§ **Aim of the task**
Only one span of the listing below should come back. It runs from the line with "Where can the black" through the line with "Where can the child's", and each of its lines must be reproduced exactly.

::::::::

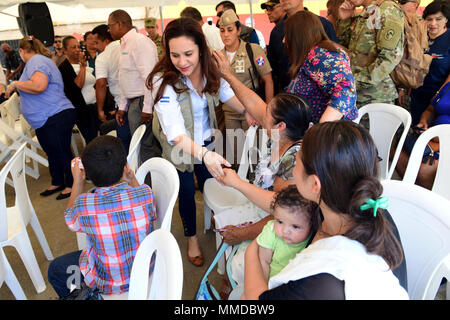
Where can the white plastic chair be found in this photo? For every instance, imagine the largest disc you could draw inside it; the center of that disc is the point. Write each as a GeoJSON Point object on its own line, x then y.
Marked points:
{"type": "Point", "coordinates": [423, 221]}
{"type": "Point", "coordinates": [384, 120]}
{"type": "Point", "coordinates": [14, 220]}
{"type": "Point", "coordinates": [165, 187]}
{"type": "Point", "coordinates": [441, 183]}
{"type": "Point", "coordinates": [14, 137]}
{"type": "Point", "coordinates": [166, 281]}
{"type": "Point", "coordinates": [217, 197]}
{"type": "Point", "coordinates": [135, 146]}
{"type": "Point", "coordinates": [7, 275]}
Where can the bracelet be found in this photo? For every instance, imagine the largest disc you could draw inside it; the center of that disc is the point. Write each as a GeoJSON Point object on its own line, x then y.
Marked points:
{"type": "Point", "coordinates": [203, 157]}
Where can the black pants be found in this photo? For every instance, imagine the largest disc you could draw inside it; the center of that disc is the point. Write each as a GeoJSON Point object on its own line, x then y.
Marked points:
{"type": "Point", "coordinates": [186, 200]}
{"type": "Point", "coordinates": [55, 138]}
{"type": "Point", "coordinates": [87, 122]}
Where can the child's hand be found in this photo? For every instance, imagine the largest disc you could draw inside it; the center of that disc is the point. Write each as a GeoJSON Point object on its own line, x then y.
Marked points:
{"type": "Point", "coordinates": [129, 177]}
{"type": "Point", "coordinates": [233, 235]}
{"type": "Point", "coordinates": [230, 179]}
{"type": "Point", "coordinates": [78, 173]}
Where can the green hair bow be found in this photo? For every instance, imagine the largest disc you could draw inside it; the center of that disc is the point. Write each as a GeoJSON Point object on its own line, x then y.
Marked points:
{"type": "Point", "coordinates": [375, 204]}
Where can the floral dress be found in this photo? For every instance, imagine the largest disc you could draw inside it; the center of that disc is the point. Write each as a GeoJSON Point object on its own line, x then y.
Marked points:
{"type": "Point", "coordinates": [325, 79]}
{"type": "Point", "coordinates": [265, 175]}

::::::::

§ **Task output**
Where can the black pants be found in this photo? For every instance, imagine the largest disc you could draw inside it; the center of that disc is the point. Write each as a GeoJSON Point object on its own line, x then y.
Marked points:
{"type": "Point", "coordinates": [186, 200]}
{"type": "Point", "coordinates": [55, 138]}
{"type": "Point", "coordinates": [87, 122]}
Where can the child's hand be found in this photo? For every instance, imagine the largest disc you could draw inside it; the center of that disc is the point. Write each as a GeoJSON Point object on its own line, x then y.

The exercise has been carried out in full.